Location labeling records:
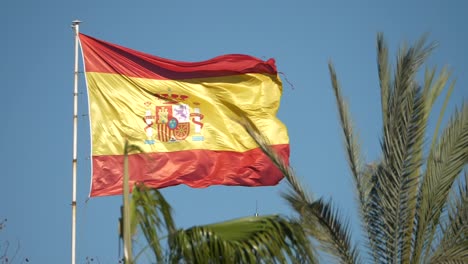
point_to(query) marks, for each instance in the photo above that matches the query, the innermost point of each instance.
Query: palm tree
(260, 239)
(413, 199)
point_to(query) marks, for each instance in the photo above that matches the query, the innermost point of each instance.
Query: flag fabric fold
(183, 116)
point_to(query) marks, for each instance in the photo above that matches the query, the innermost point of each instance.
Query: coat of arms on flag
(171, 119)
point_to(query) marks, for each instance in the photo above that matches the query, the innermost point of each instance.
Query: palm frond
(153, 214)
(317, 217)
(404, 126)
(445, 162)
(264, 239)
(383, 67)
(453, 244)
(362, 179)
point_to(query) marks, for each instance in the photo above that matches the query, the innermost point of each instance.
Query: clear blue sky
(36, 104)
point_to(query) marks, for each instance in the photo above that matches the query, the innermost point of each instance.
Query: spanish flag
(183, 116)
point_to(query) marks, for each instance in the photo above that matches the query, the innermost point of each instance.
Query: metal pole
(76, 27)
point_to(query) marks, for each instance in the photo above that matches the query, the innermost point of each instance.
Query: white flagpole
(76, 28)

▶ WORK TO BE COMPLETED:
Please recast the entire listing above as a numbered list, skipping blank lines and leaving out the pictures.

▶ RESPONSE BELOW:
1. point_to(query) marks, for each instance in the photo above that matches the query, the innermost point of each instance.
2. Query: palm tree
3. (260, 239)
4. (413, 199)
5. point_to(query) marks, for each instance in the photo above that matches the query, the innermost point of each instance.
6. Query: flag fabric fold
7. (183, 116)
8. point_to(query) marks, for each instance in the photo above that matches the query, the innermost point of each instance.
9. Query: coat of arms on flag
10. (171, 119)
11. point_to(query) marks, for each instance in the photo above that matches the query, the innermost point of each instance.
12. Query: palm frond
13. (153, 214)
14. (317, 217)
15. (404, 126)
16. (445, 162)
17. (264, 239)
18. (383, 67)
19. (453, 244)
20. (362, 179)
21. point_to(query) marks, for each instance in the photo above that matches the query, the innermost point of each instance.
22. Query: clear blue sky
23. (36, 104)
24. point_to(query) marks, for each instance in the photo above that matches the query, the innermost point of each instance.
25. Query: spanish flag
26. (183, 116)
27. point_to(query) marks, for each instance in the photo above that matches the query, the innermost point of each instance.
28. Query: metal pole
29. (76, 27)
30. point_to(query) marks, for each instance in the photo above that matches the query, the innermost point of each instance.
31. Query: white flagpole
32. (76, 28)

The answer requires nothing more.